[BEGIN]

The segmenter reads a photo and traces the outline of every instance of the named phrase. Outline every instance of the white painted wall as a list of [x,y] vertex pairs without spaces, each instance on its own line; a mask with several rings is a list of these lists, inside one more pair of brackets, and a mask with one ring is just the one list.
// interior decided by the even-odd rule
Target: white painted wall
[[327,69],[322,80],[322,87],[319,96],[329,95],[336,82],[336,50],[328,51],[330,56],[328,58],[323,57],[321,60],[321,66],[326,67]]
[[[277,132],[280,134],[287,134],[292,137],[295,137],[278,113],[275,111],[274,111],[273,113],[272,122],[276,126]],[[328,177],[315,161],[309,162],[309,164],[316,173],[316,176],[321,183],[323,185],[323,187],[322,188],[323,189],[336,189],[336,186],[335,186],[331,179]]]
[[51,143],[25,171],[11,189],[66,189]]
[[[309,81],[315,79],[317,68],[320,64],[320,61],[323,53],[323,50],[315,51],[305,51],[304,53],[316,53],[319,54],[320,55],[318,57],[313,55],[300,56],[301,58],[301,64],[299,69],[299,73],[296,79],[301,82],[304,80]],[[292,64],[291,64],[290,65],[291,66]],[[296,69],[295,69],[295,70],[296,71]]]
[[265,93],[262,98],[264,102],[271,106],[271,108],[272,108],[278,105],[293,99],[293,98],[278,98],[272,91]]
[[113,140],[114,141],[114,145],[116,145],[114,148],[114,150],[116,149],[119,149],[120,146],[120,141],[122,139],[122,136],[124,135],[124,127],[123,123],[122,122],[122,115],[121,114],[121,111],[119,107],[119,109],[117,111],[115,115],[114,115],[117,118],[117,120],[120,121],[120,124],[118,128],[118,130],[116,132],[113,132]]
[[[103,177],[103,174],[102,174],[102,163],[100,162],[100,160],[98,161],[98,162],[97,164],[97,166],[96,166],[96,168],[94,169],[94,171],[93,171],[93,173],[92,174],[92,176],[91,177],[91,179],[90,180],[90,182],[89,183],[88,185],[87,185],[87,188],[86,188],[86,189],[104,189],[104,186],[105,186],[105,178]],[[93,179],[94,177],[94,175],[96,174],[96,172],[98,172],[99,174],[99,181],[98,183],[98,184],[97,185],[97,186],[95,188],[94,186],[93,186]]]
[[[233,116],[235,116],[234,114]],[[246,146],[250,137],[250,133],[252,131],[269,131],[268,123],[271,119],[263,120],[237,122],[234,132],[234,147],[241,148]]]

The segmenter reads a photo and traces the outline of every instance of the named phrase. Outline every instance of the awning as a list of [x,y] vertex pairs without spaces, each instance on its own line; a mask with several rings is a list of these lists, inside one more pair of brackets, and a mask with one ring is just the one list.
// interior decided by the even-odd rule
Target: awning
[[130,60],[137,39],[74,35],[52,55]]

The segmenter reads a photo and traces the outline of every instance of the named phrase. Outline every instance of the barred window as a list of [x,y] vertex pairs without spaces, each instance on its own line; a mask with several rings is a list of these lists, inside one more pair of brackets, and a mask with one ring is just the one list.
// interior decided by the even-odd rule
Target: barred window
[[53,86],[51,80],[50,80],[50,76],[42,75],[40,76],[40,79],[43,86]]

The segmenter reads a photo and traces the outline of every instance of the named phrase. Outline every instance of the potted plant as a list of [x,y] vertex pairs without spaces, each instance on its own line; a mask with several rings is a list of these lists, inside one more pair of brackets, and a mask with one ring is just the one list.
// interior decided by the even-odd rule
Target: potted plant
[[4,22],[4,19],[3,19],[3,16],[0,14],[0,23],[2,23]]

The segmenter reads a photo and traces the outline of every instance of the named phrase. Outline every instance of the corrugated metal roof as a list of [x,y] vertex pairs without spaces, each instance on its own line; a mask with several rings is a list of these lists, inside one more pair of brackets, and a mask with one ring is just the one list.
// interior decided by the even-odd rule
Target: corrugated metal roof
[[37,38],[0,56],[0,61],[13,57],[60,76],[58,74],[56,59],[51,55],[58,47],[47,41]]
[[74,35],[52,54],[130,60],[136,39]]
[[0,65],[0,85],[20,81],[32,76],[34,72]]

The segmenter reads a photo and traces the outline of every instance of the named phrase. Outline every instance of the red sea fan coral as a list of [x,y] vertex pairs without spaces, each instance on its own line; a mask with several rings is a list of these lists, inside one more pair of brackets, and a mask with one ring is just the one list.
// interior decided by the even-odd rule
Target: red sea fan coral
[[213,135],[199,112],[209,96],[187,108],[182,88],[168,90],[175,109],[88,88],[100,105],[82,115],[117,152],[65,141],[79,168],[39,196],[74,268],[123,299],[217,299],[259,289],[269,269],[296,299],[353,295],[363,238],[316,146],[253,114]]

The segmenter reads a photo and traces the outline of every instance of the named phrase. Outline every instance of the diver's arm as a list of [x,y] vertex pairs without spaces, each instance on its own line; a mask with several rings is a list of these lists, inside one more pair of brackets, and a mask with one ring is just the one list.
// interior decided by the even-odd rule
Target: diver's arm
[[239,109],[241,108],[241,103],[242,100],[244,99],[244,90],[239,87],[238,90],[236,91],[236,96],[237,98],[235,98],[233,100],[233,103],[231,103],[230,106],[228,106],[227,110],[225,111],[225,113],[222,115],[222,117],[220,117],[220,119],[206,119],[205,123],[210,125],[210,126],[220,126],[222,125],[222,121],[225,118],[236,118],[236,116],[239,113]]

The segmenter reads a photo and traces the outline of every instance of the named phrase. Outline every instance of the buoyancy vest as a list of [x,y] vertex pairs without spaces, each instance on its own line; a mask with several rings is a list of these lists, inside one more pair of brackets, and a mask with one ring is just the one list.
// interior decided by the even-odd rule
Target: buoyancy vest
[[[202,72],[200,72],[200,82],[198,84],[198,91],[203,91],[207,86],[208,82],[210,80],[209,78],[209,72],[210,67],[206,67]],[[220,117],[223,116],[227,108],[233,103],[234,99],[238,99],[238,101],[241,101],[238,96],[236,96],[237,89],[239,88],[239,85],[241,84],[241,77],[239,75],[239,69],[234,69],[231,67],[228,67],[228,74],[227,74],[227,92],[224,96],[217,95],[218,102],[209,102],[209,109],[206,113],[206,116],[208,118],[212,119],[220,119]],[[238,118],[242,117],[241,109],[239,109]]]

[END]

Set exercise:
Convert the lines of the listing above, starting at the line that contains "of the corrugated" and ending at the line that contains "[[0,65],[0,85],[20,81],[32,76],[34,72]]", into a numbered list with blank lines left out.

Final result:
1. The segmenter reads a photo and traces the outline of every instance of the named phrase. Outline every instance of the corrugated metal roof as a list of [x,y] vertex pairs without spaces, each instance on its own line; a mask with several rings is a list of these lists, inside one more pair of brackets, and a mask with one ring is just the one list.
2. // interior decided by the even-odd rule
3. Target: corrugated metal roof
4. [[37,38],[0,56],[0,61],[13,57],[60,76],[58,74],[56,59],[51,55],[58,47],[47,41]]
5. [[74,35],[52,54],[130,60],[136,39]]
6. [[0,65],[0,85],[20,81],[32,76],[34,72]]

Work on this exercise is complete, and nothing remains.